** start **

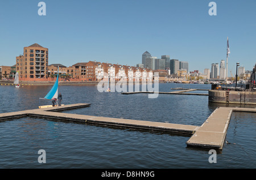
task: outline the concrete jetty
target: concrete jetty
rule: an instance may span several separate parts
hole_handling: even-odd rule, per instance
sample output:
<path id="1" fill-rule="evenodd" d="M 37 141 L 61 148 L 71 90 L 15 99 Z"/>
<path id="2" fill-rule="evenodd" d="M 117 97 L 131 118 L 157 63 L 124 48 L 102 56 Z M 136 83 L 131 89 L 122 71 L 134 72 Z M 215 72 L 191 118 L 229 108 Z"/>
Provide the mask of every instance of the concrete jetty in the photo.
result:
<path id="1" fill-rule="evenodd" d="M 255 108 L 218 107 L 212 113 L 201 126 L 196 126 L 57 112 L 90 106 L 90 104 L 78 103 L 2 113 L 0 114 L 0 120 L 31 116 L 122 128 L 179 133 L 191 135 L 190 139 L 186 142 L 188 146 L 221 150 L 232 112 L 234 111 L 256 112 Z"/>
<path id="2" fill-rule="evenodd" d="M 188 146 L 221 150 L 231 115 L 234 111 L 256 112 L 256 108 L 218 107 L 187 141 Z"/>
<path id="3" fill-rule="evenodd" d="M 155 92 L 155 91 L 135 91 L 135 92 L 122 92 L 122 94 L 133 94 L 139 93 L 155 93 L 155 94 L 181 94 L 181 95 L 208 95 L 208 94 L 204 93 L 187 93 L 189 91 L 193 91 L 199 90 L 197 89 L 183 89 L 180 91 L 171 91 L 171 92 Z"/>

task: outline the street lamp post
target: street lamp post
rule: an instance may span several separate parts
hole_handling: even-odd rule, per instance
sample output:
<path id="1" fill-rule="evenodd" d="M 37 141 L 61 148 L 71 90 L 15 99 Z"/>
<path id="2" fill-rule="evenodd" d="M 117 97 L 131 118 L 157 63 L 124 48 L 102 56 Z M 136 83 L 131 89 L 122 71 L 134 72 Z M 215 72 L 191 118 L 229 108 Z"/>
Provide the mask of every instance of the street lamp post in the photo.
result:
<path id="1" fill-rule="evenodd" d="M 237 90 L 237 66 L 240 66 L 240 63 L 237 62 L 237 72 L 236 73 L 236 91 Z"/>

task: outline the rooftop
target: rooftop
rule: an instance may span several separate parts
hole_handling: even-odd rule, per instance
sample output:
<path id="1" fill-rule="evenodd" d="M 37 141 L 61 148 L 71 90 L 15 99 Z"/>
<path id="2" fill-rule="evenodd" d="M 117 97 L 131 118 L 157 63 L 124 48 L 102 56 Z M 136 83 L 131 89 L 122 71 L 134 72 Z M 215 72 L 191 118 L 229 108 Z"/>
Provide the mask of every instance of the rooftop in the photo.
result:
<path id="1" fill-rule="evenodd" d="M 43 48 L 43 47 L 40 45 L 39 44 L 37 43 L 35 43 L 32 44 L 31 45 L 30 45 L 29 47 L 39 47 L 39 48 Z"/>

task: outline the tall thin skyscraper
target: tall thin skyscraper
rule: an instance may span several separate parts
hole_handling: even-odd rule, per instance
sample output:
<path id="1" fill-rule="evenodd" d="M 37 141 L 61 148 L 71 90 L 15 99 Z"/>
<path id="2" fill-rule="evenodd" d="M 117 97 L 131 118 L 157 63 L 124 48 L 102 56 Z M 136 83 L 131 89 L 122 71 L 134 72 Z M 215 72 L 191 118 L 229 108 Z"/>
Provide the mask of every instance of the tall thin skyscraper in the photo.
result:
<path id="1" fill-rule="evenodd" d="M 225 60 L 221 60 L 220 64 L 220 79 L 226 79 L 226 68 L 225 68 Z"/>
<path id="2" fill-rule="evenodd" d="M 142 54 L 142 62 L 143 64 L 144 64 L 144 68 L 147 68 L 147 67 L 145 66 L 146 64 L 146 58 L 147 57 L 151 57 L 151 55 L 147 51 L 146 51 L 144 53 Z"/>
<path id="3" fill-rule="evenodd" d="M 166 61 L 165 69 L 168 68 L 170 69 L 170 56 L 169 55 L 161 56 L 161 58 L 164 59 Z"/>
<path id="4" fill-rule="evenodd" d="M 210 78 L 216 79 L 219 76 L 218 63 L 212 64 L 212 69 L 210 72 Z"/>
<path id="5" fill-rule="evenodd" d="M 187 69 L 188 72 L 188 62 L 185 61 L 180 61 L 180 69 Z"/>
<path id="6" fill-rule="evenodd" d="M 170 61 L 170 69 L 171 74 L 176 74 L 177 71 L 180 69 L 180 65 L 178 60 L 171 60 Z"/>

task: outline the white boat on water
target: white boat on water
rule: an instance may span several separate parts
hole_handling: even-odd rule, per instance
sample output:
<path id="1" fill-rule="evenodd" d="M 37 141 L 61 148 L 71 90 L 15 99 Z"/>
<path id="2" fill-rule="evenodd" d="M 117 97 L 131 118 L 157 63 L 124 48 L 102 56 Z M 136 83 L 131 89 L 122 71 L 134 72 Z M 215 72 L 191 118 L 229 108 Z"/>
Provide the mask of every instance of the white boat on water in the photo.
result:
<path id="1" fill-rule="evenodd" d="M 45 106 L 40 106 L 40 99 L 48 99 L 48 100 L 53 100 L 54 99 L 56 99 L 56 104 L 55 104 L 55 106 L 57 106 L 57 99 L 58 99 L 58 89 L 59 89 L 59 66 L 58 66 L 58 73 L 57 75 L 57 79 L 55 81 L 55 83 L 54 83 L 53 86 L 52 86 L 51 90 L 48 93 L 48 94 L 46 95 L 46 97 L 44 98 L 39 98 L 39 108 L 47 108 L 47 107 L 52 107 L 53 105 L 45 105 Z M 61 106 L 63 106 L 64 104 L 61 104 Z"/>

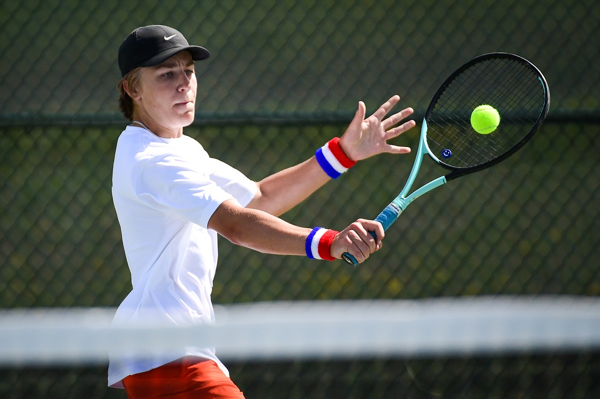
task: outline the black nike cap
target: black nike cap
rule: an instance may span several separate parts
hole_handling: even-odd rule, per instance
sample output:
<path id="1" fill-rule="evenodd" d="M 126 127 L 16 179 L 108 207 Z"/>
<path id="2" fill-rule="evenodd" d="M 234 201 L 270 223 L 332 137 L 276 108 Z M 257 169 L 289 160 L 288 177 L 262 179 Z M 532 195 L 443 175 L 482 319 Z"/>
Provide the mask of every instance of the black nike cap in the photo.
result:
<path id="1" fill-rule="evenodd" d="M 211 56 L 199 46 L 190 46 L 181 32 L 164 25 L 148 25 L 136 29 L 119 47 L 119 68 L 122 77 L 138 66 L 154 66 L 183 50 L 194 61 Z"/>

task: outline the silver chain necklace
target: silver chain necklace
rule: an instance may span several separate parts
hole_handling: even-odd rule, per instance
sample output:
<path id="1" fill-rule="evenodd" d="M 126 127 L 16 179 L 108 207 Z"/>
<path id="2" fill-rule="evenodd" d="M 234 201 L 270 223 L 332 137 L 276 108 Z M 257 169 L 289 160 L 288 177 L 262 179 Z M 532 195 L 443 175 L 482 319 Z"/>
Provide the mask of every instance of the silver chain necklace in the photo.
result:
<path id="1" fill-rule="evenodd" d="M 133 121 L 131 121 L 131 123 L 137 123 L 138 125 L 139 125 L 140 126 L 141 126 L 142 128 L 143 128 L 146 130 L 148 131 L 149 132 L 150 132 L 151 133 L 152 133 L 152 134 L 154 134 L 155 136 L 156 136 L 157 137 L 158 137 L 158 138 L 160 138 L 161 141 L 163 141 L 163 143 L 166 143 L 166 141 L 165 141 L 164 140 L 164 137 L 161 137 L 158 134 L 157 134 L 154 132 L 153 132 L 151 130 L 150 130 L 149 129 L 148 129 L 148 126 L 146 126 L 145 125 L 144 125 L 143 123 L 142 123 L 142 122 L 140 122 L 139 120 L 133 120 Z"/>

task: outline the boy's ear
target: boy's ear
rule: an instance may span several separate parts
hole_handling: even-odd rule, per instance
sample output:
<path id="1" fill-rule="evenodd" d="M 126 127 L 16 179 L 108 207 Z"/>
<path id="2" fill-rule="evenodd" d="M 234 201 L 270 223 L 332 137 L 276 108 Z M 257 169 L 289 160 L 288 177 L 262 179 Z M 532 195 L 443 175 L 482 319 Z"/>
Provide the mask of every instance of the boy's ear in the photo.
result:
<path id="1" fill-rule="evenodd" d="M 127 80 L 123 82 L 123 90 L 133 99 L 139 99 L 141 97 L 140 90 L 136 87 L 130 87 L 129 83 Z"/>

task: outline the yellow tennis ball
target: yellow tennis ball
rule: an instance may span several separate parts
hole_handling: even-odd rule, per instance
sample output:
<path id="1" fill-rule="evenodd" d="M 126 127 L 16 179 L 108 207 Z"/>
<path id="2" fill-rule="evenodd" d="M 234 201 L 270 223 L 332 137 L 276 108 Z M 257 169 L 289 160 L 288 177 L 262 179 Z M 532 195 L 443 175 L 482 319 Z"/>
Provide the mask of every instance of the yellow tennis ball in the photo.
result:
<path id="1" fill-rule="evenodd" d="M 500 125 L 500 114 L 491 105 L 479 105 L 471 113 L 471 126 L 481 134 L 491 133 Z"/>

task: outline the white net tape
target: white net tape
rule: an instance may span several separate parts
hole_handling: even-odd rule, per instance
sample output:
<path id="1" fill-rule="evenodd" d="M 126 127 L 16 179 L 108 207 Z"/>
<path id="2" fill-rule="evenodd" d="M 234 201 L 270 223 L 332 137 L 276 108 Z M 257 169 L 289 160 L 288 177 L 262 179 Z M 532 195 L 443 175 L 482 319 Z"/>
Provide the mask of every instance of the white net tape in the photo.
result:
<path id="1" fill-rule="evenodd" d="M 494 297 L 217 306 L 217 324 L 112 325 L 112 309 L 0 312 L 0 364 L 106 363 L 108 352 L 215 346 L 223 359 L 374 358 L 600 348 L 600 298 Z"/>

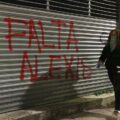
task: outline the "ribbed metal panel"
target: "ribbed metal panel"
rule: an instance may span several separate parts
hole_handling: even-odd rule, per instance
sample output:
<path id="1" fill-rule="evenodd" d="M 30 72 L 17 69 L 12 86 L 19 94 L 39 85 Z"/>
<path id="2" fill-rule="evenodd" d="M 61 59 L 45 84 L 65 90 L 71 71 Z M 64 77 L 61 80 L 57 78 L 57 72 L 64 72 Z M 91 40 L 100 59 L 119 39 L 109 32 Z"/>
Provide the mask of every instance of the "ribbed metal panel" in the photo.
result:
<path id="1" fill-rule="evenodd" d="M 66 24 L 62 25 L 60 32 L 61 48 L 41 47 L 42 52 L 39 53 L 36 38 L 32 40 L 31 47 L 28 47 L 28 27 L 14 21 L 12 33 L 26 32 L 27 35 L 26 37 L 13 35 L 13 50 L 10 51 L 6 39 L 9 30 L 7 22 L 4 21 L 5 18 L 27 21 L 33 19 L 40 46 L 42 45 L 42 33 L 38 21 L 43 23 L 45 44 L 56 46 L 59 39 L 58 27 L 52 24 L 51 20 L 64 21 Z M 71 36 L 78 40 L 78 51 L 76 51 L 74 41 L 68 47 L 70 21 L 74 23 Z M 72 97 L 111 88 L 104 66 L 99 70 L 95 66 L 109 31 L 115 27 L 115 20 L 58 14 L 0 4 L 0 112 L 17 110 L 22 107 L 55 105 Z M 36 81 L 31 81 L 30 70 L 25 70 L 24 80 L 20 80 L 24 51 L 28 53 L 33 71 L 35 71 L 35 56 L 37 56 L 40 78 Z M 53 70 L 53 73 L 50 73 L 50 55 L 59 56 L 58 59 L 53 60 L 52 64 L 61 67 L 61 69 Z M 29 62 L 25 62 L 26 67 Z M 67 68 L 67 63 L 72 69 Z M 79 73 L 79 78 L 75 76 L 73 78 L 73 73 Z M 50 77 L 51 74 L 54 75 L 53 78 Z M 88 76 L 89 74 L 90 76 Z M 61 75 L 61 78 L 57 78 L 58 75 Z M 66 75 L 68 75 L 67 78 Z"/>

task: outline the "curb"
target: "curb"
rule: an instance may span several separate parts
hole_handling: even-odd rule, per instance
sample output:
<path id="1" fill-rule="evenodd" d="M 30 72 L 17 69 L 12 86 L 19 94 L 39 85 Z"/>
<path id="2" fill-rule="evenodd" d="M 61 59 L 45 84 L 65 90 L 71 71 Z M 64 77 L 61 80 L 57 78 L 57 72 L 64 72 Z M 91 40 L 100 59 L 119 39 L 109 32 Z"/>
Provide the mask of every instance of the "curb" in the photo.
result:
<path id="1" fill-rule="evenodd" d="M 52 106 L 44 111 L 38 108 L 37 110 L 18 110 L 0 114 L 0 120 L 59 120 L 66 115 L 82 112 L 86 109 L 111 107 L 113 105 L 113 93 L 99 96 L 89 95 L 64 101 L 60 105 Z"/>

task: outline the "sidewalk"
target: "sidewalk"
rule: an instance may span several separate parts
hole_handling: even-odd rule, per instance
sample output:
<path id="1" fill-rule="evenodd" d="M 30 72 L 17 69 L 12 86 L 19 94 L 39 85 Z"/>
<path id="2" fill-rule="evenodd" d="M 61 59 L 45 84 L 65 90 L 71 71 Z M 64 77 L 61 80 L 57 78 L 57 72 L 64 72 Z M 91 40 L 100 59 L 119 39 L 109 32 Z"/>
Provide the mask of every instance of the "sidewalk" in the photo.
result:
<path id="1" fill-rule="evenodd" d="M 87 110 L 82 113 L 66 116 L 61 120 L 116 120 L 113 111 L 113 108 Z"/>
<path id="2" fill-rule="evenodd" d="M 114 94 L 88 95 L 47 109 L 34 108 L 0 114 L 0 120 L 115 120 Z"/>

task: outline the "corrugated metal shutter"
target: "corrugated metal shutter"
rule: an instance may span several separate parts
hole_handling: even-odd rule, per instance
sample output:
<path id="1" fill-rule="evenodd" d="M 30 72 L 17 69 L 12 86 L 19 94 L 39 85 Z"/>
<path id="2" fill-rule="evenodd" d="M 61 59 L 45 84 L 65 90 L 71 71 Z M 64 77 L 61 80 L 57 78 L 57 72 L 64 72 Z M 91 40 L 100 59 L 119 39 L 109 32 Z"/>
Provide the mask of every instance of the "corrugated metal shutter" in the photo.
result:
<path id="1" fill-rule="evenodd" d="M 30 25 L 33 21 L 35 26 L 26 25 L 25 21 L 30 20 Z M 8 22 L 11 21 L 10 26 Z M 61 29 L 57 23 L 62 24 Z M 37 37 L 29 34 L 29 27 L 38 35 L 41 52 Z M 55 105 L 72 97 L 111 88 L 106 69 L 97 70 L 95 65 L 109 31 L 115 27 L 115 20 L 0 4 L 0 112 Z M 31 44 L 29 37 L 33 38 Z M 43 47 L 44 44 L 52 48 Z M 22 69 L 24 78 L 21 67 L 26 67 Z M 39 79 L 31 81 L 31 74 L 35 72 Z"/>

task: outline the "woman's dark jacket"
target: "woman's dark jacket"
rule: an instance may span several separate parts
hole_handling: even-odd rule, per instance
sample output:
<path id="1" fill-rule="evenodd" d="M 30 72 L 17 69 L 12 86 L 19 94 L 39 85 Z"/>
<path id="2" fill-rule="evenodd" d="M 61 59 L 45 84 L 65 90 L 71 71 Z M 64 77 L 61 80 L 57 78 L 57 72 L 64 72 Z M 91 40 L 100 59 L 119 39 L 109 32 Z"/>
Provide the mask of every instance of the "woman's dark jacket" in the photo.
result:
<path id="1" fill-rule="evenodd" d="M 112 52 L 110 51 L 110 44 L 107 43 L 104 47 L 102 54 L 99 58 L 108 70 L 116 69 L 117 65 L 120 66 L 120 48 L 115 48 Z"/>

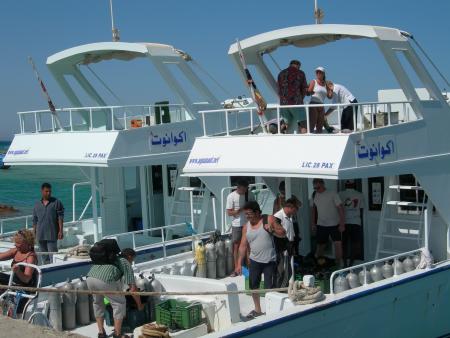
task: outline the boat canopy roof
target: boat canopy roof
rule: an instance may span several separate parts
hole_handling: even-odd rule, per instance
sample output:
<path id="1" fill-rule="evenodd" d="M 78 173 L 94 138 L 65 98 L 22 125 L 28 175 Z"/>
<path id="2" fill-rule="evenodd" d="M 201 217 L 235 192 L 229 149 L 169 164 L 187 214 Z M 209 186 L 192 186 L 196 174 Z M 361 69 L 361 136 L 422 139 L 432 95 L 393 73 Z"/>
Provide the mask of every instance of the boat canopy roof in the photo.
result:
<path id="1" fill-rule="evenodd" d="M 47 65 L 88 65 L 105 60 L 129 61 L 138 57 L 183 57 L 187 54 L 173 46 L 147 42 L 97 42 L 76 46 L 53 54 L 47 58 Z M 189 59 L 189 58 L 188 58 Z M 188 61 L 186 59 L 186 61 Z"/>
<path id="2" fill-rule="evenodd" d="M 336 40 L 368 38 L 385 41 L 406 41 L 408 33 L 396 28 L 366 25 L 305 25 L 294 26 L 258 34 L 240 41 L 245 54 L 270 53 L 280 46 L 314 47 Z M 238 53 L 237 44 L 230 46 L 228 54 Z"/>

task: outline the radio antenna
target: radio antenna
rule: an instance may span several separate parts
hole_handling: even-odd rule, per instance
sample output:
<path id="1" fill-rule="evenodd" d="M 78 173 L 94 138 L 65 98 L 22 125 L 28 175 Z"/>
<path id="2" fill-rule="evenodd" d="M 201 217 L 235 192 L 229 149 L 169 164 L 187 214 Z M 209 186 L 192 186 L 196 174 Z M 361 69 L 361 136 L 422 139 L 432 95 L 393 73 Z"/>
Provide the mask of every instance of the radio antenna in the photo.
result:
<path id="1" fill-rule="evenodd" d="M 113 41 L 120 41 L 119 30 L 114 26 L 114 13 L 112 8 L 112 0 L 109 0 L 109 10 L 111 12 L 111 31 L 113 34 Z"/>

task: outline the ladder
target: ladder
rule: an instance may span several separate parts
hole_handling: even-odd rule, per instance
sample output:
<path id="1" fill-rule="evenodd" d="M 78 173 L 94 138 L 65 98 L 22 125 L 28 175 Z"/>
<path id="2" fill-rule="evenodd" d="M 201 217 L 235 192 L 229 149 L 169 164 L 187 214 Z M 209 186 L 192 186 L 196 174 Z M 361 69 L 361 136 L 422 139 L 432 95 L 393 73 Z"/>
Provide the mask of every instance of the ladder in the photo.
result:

** end **

Format the items from their beginning through the line containing "237 90 L 237", with both ends included, as a numbered list. Omit blank lines and leave the pictures out.

1. task: outline the concrete jetty
2. target: concrete jetty
3. rule: an instance may span several separate parts
4. hole_handling: even-odd rule, per instance
5. sample output:
6. <path id="1" fill-rule="evenodd" d="M 37 141 L 61 148 L 71 90 L 15 99 Z"/>
7. <path id="2" fill-rule="evenodd" d="M 117 97 L 131 118 L 157 63 L 124 48 L 102 56 Z M 136 83 L 131 89 L 122 71 L 134 72 Z M 215 72 L 191 118 L 229 108 Z"/>
8. Provide the mask of every instance of the concrete jetty in the photo.
9. result:
10. <path id="1" fill-rule="evenodd" d="M 255 108 L 218 107 L 212 113 L 201 126 L 196 126 L 57 112 L 90 106 L 90 104 L 78 103 L 2 113 L 0 114 L 0 120 L 31 116 L 122 128 L 179 133 L 191 135 L 190 139 L 186 142 L 188 146 L 221 150 L 232 112 L 234 111 L 256 112 Z"/>
11. <path id="2" fill-rule="evenodd" d="M 188 146 L 221 150 L 231 115 L 234 111 L 256 112 L 256 108 L 218 107 L 187 141 Z"/>
12. <path id="3" fill-rule="evenodd" d="M 155 92 L 155 91 L 135 91 L 135 92 L 122 92 L 122 94 L 133 94 L 139 93 L 155 93 L 155 94 L 181 94 L 181 95 L 208 95 L 208 94 L 204 93 L 187 93 L 189 91 L 193 91 L 199 90 L 197 89 L 183 89 L 180 91 L 171 91 L 171 92 Z"/>
13. task: outline the street lamp post
14. target: street lamp post
15. rule: an instance may span several separate parts
16. hole_handling: even-odd rule, per instance
17. sample output:
18. <path id="1" fill-rule="evenodd" d="M 37 141 L 61 148 L 71 90 L 15 99 Z"/>
19. <path id="2" fill-rule="evenodd" d="M 117 97 L 131 118 L 157 63 L 124 48 L 102 56 Z M 136 83 L 131 89 L 122 71 L 134 72 Z M 215 72 L 191 118 L 229 108 Z"/>
20. Provide the mask of every instance of the street lamp post in the photo.
21. result:
22. <path id="1" fill-rule="evenodd" d="M 237 90 L 237 66 L 240 66 L 240 63 L 237 62 L 237 72 L 236 73 L 236 91 Z"/>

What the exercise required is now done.